Pesquisa realizada pelo especialista em varejo Reginaldo Costa delineou o comportamento do setor supermercadista no ano de 2024 – marcado pela alta concentração de faturamento do varejo alimentar, onde as cinco maiores empresas do segmento concentram mais de 70% do faturamento nacional –, apontou os desafios a serem enfrentados em 2025 – motivados pelo aumento da taxa de juros, crescimento da inflação de alimentos e energia elétrica, além do endividamento crescente das famílias – e indicou as tendências e desafios que devem ser travados nesse ano pelo setor.

O estudo analisou ainda a ascensão e queda nos formatos das grandes redes, identificou as redes de supermercados baianos que mais crescem, comparou as performances das redes de supermercados associativistas regionais e vislumbrou algumas possibilidades a serem seguidas pelo varejo baiano, além de ensinar o que podemos aprender com o crescimento das grandes redes nacionais.

Varejo baiano tem uma série de desafios a enfrentar

Analisando a realidade local, Reginaldo constatou a existência de uma lacuna na competitividade e no desempenho dos supermercados baianos. Segundo ele, para que seja possível promover mudanças significativas no setor de supermercados da Bahia, será imprescindível a participação ativa das lideranças das associações que representam os supermercados, atacados e distribuidores.

“É necessário entender os princípios e ciclos que regem os mercados, com atenção especial ao desempenho dos diferentes formatos de loja. Contudo, é comum que o debate sobre o desenvolvimento do setor supermercadista tenha foco nas questões fiscais e tributárias, é indiscutível que elas são fundamentais para o negócio, porém a continuidade do supermercado de vizinhança, depende fortemente do equilíbrio na cadeia logística”, destacou o especialista, ressaltando que para reduzir o custo na aquisição de mercadorias não se deve gerar um custo maior para a própria mercadoria.

### Trechos do material
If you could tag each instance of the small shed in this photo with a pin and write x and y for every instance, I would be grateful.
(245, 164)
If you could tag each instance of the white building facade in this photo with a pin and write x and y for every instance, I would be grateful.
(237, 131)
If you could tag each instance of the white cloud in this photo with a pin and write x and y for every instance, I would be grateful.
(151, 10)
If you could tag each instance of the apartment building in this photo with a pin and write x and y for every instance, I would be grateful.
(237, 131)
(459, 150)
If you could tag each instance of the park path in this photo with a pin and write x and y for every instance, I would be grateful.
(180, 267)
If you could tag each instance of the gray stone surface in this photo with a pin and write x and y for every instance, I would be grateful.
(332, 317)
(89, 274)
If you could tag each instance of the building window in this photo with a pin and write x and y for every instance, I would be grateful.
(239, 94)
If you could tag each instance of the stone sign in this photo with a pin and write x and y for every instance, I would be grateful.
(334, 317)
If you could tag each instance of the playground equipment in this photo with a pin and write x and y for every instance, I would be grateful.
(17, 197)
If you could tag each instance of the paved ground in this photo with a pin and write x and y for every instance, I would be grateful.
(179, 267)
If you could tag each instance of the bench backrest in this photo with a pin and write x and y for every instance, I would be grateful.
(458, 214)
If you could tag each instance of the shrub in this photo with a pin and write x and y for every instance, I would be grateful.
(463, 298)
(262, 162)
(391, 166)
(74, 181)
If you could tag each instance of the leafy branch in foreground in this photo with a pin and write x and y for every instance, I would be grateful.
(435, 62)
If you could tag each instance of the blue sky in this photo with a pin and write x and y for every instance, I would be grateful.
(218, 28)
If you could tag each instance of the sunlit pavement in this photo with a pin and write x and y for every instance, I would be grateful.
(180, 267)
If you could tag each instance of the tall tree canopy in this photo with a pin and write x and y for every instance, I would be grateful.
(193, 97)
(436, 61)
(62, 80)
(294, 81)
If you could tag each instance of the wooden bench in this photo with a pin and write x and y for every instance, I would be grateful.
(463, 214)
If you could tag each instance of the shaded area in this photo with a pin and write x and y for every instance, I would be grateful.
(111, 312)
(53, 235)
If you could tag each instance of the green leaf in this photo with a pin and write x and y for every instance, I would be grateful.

### Tarefas a realizar
• a. Segundo o texto sobre o varejo supermercadista, que parcela do faturamento nacional as cinco maiores empresas do segmento concentram?
• b. Reescreva um trecho do texto sobre o varejo supermercadista trocando "lacuna" por "deficiência". Comece nas palavras "O estudo analisou" e pare depois de "atacados e distribuidores.".
• c. Prolongue o texto sobre o setor supermercadista baiano a partir da última frase apresentada.
Este material provém de outra fonte.

### Respostas
• a. Mais de 70% do faturamento nacional.

• b.
O estudo analisou ainda a ascensão e queda nos formatos das grandes redes, identificou as redes de supermercados baianos que mais crescem, comparou as performances das redes de supermercados associativistas regionais e vislumbrou algumas possibilidades a serem seguidas pelo varejo baiano, além de ensinar o que podemos aprender com o crescimento das grandes redes nacionais.

Varejo baiano tem uma série de desafios a enfrentar

Analisando a realidade local, Reginaldo constatou a existência de uma deficiência na competitividade e no desempenho dos supermercados baianos. Segundo ele, para que seja possível promover mudanças significativas no setor de supermercados da Bahia, será imprescindível a participação ativa das lideranças das associações que representam os supermercados, atacados e distribuidores.

• c.
Reginaldo lembra que, ao lançarmos um olhar para o passado, desde a origem dos supermercados de vizinhança, o abastecimento compartilhado entre lojas por meio de atacadistas e distribuidores, foi o modo mais inteligente de construção da cadeia de abastecimento para o pequeno e médio varejista, tendo essa prática sustentado por décadas o setor. “No entanto, no Brasil, a guerra de preços no mercado local e a falta de organização das lojas de vizinhança levaram à necessidade de criar Centros de Distribuição (CD’s) exclusivos para grupos de lojas, a partir de 2001. Essa estratégia foi decisiva para o crescimento de muitos supermercados de vizinhança”, aponta.

Porém, em sua avaliação, repetir hoje a estratégia dos CD’s exclusivos como uma solução padrão é um grande problema por causa do custo elevado, tanto para fornecedores como para supermercadistas. “Agregar as despesas de armazenagem e distribuição ao CMV (Custo da Mercadoria Vendida) é algo complexo que causa impacto na formação dos preços. É um cenário diferente daquele que tínhamos em 2001. Além de concorrentes maiores, o setor tem um ambiente fiscal mais complexo, a legislação trabalhista e as convenções coletivas são mais rígidas. O contexto exige novas soluções”, avalia.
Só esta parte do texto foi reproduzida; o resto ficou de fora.